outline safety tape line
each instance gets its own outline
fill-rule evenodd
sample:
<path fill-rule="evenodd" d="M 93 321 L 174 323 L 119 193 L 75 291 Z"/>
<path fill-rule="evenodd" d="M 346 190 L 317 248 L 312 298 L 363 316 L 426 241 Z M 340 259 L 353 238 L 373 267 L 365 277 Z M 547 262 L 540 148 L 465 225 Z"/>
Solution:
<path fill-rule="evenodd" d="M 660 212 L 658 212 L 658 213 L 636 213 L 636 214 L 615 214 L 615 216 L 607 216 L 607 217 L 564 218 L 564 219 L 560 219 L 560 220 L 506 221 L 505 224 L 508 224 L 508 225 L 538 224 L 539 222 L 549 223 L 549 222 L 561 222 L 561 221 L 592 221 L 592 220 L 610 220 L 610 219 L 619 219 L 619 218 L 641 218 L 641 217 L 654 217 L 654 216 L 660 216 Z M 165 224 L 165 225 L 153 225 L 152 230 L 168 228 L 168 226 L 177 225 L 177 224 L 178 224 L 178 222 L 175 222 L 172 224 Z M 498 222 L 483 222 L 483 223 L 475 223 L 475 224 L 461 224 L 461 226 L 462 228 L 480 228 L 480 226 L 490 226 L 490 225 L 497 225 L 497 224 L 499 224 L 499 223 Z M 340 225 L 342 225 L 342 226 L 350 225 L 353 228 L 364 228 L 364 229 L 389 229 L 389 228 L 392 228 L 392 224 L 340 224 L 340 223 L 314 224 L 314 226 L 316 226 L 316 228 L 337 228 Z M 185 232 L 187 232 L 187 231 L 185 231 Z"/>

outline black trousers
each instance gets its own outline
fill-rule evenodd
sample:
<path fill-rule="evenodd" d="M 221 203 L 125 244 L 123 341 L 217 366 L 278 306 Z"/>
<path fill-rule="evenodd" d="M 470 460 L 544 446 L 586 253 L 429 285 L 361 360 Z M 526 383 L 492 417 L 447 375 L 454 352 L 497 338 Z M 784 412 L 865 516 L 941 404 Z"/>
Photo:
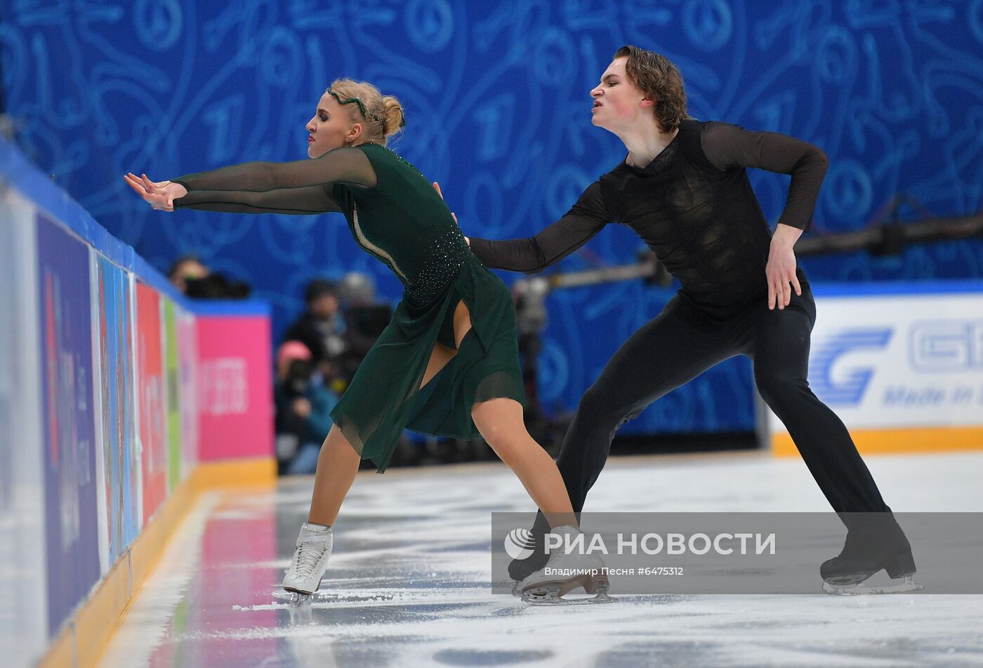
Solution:
<path fill-rule="evenodd" d="M 580 401 L 556 460 L 573 510 L 583 510 L 618 426 L 714 364 L 746 355 L 754 362 L 758 391 L 788 428 L 833 509 L 890 512 L 846 427 L 809 389 L 815 320 L 816 304 L 805 283 L 802 296 L 793 292 L 783 310 L 769 310 L 762 297 L 726 317 L 674 297 L 614 353 Z"/>

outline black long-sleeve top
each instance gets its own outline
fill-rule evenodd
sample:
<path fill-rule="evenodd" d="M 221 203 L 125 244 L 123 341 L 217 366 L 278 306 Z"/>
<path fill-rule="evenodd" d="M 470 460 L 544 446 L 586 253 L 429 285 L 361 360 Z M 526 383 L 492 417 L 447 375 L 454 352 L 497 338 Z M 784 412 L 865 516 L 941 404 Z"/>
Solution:
<path fill-rule="evenodd" d="M 822 150 L 776 133 L 683 121 L 676 137 L 645 168 L 622 162 L 535 237 L 472 238 L 471 250 L 487 266 L 532 273 L 615 222 L 642 238 L 679 280 L 680 293 L 712 310 L 728 310 L 768 292 L 771 231 L 747 167 L 791 175 L 779 222 L 808 229 L 826 174 Z M 798 274 L 805 280 L 801 270 Z"/>

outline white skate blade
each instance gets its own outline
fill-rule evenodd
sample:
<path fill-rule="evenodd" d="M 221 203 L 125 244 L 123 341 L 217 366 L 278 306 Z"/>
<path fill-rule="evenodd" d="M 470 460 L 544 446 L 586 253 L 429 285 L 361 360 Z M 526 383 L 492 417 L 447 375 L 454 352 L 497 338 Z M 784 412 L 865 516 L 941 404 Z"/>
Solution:
<path fill-rule="evenodd" d="M 904 576 L 904 580 L 902 582 L 892 584 L 831 584 L 830 583 L 823 583 L 823 591 L 840 596 L 864 596 L 875 593 L 903 593 L 905 591 L 919 591 L 924 588 L 925 586 L 914 582 L 911 579 L 911 576 Z"/>
<path fill-rule="evenodd" d="M 592 598 L 586 596 L 580 598 L 564 598 L 559 595 L 559 586 L 552 584 L 548 586 L 532 587 L 525 592 L 520 592 L 522 601 L 530 605 L 596 605 L 602 603 L 613 603 L 616 598 L 607 595 L 607 584 L 601 584 L 597 588 L 597 595 Z"/>

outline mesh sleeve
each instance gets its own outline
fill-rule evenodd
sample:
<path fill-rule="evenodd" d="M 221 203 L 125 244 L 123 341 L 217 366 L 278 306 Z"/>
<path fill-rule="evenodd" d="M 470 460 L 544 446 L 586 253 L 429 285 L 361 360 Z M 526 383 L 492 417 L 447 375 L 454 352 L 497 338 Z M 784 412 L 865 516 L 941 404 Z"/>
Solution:
<path fill-rule="evenodd" d="M 700 143 L 718 169 L 757 167 L 790 174 L 788 198 L 779 222 L 808 229 L 828 165 L 822 149 L 787 135 L 748 132 L 729 123 L 708 123 Z"/>

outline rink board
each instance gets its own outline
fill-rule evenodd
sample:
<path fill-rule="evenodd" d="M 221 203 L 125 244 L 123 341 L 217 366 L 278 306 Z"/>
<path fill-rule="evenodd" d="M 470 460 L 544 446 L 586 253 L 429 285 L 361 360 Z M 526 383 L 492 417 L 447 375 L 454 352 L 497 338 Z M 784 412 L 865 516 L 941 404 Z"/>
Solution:
<path fill-rule="evenodd" d="M 817 286 L 809 385 L 863 453 L 983 449 L 983 281 Z M 767 408 L 776 455 L 797 453 Z"/>
<path fill-rule="evenodd" d="M 185 299 L 3 140 L 0 182 L 0 655 L 91 665 L 197 494 L 275 478 L 269 307 Z"/>

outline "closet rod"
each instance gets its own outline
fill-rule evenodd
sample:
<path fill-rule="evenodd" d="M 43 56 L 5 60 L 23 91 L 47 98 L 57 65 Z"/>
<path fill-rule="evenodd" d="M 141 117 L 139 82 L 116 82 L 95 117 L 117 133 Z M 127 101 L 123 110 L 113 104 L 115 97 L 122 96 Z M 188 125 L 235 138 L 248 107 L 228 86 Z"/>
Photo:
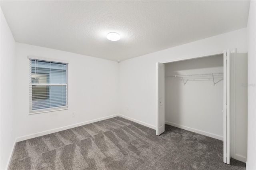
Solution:
<path fill-rule="evenodd" d="M 203 74 L 187 74 L 184 75 L 170 75 L 169 76 L 166 76 L 166 77 L 207 77 L 212 76 L 221 76 L 223 75 L 223 73 L 206 73 Z"/>

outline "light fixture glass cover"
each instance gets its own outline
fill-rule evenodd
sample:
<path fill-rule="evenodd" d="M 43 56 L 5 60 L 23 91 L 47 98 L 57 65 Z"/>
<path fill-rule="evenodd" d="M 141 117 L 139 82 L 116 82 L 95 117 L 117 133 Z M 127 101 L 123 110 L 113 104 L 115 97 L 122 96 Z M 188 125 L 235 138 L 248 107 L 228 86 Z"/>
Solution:
<path fill-rule="evenodd" d="M 116 32 L 110 32 L 107 35 L 107 38 L 110 41 L 118 41 L 120 40 L 120 35 Z"/>

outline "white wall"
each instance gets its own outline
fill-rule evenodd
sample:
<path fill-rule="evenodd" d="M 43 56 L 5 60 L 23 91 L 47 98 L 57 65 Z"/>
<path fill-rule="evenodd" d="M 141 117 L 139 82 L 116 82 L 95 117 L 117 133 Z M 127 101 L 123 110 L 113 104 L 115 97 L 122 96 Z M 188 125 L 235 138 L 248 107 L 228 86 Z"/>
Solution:
<path fill-rule="evenodd" d="M 223 73 L 223 55 L 166 63 L 165 68 L 166 76 Z M 223 140 L 223 75 L 214 78 L 215 85 L 210 76 L 190 78 L 184 85 L 180 77 L 166 77 L 166 124 Z"/>
<path fill-rule="evenodd" d="M 220 53 L 224 49 L 236 47 L 238 52 L 247 52 L 246 28 L 121 61 L 119 65 L 120 114 L 155 128 L 156 63 Z"/>
<path fill-rule="evenodd" d="M 231 54 L 231 157 L 246 162 L 247 152 L 247 53 Z"/>
<path fill-rule="evenodd" d="M 1 10 L 1 153 L 0 169 L 7 168 L 15 140 L 15 41 Z"/>
<path fill-rule="evenodd" d="M 118 113 L 116 62 L 21 43 L 16 46 L 17 141 Z M 29 55 L 69 61 L 68 110 L 29 115 Z"/>
<path fill-rule="evenodd" d="M 248 139 L 246 168 L 256 169 L 256 2 L 250 2 L 247 24 L 248 45 Z"/>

##############################

YOUR INSTRUCTIONS: Copy the listing from its first line through the line containing "660 212 L 658", substituting "caution tape strip" for "safety tape line" and leaving everything else unchanged.

WRITTEN RESPONSE:
outline caution tape strip
each instance gets its own outline
fill-rule evenodd
sample:
<path fill-rule="evenodd" d="M 93 321 L 174 323 L 119 193 L 75 291 Z"/>
<path fill-rule="evenodd" d="M 346 190 L 317 248 L 312 298 L 363 316 L 426 241 Z M 340 259 L 353 238 L 373 267 L 365 277 Z M 547 262 L 540 148 L 465 225 Z"/>
Solution:
<path fill-rule="evenodd" d="M 660 212 L 658 212 L 658 213 L 636 213 L 636 214 L 615 214 L 615 216 L 607 216 L 607 217 L 564 218 L 564 219 L 560 219 L 560 220 L 506 221 L 505 224 L 508 224 L 508 225 L 538 224 L 539 222 L 549 223 L 549 222 L 561 222 L 561 221 L 592 221 L 592 220 L 610 220 L 610 219 L 619 219 L 619 218 L 641 218 L 641 217 L 654 217 L 654 216 L 660 216 Z M 165 224 L 165 225 L 153 225 L 152 230 L 168 228 L 168 226 L 177 225 L 177 224 L 178 224 L 178 222 L 175 222 L 172 224 Z M 498 222 L 483 222 L 483 223 L 475 223 L 475 224 L 461 224 L 461 226 L 462 228 L 480 228 L 480 226 L 490 226 L 490 225 L 497 225 L 497 224 L 499 224 L 499 223 Z M 340 225 L 342 225 L 342 226 L 350 225 L 353 228 L 364 228 L 364 229 L 389 229 L 389 228 L 392 228 L 392 224 L 340 224 L 340 223 L 314 224 L 314 226 L 316 226 L 316 228 L 337 228 Z M 185 232 L 187 232 L 187 231 L 185 231 Z"/>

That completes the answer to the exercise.